>> Begin Dataset excerpts

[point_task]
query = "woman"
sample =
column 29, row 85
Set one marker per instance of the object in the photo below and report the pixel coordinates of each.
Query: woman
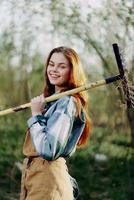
column 55, row 130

>> End Dataset excerpts

What you have to do
Reproduce every line of the items above without changing anything, but leave out the pictures.

Task solution
[point_task]
query = "woman"
sample =
column 29, row 85
Set one marker per instance of the object in the photo below and report the pixel coordinates of each.
Query: woman
column 55, row 130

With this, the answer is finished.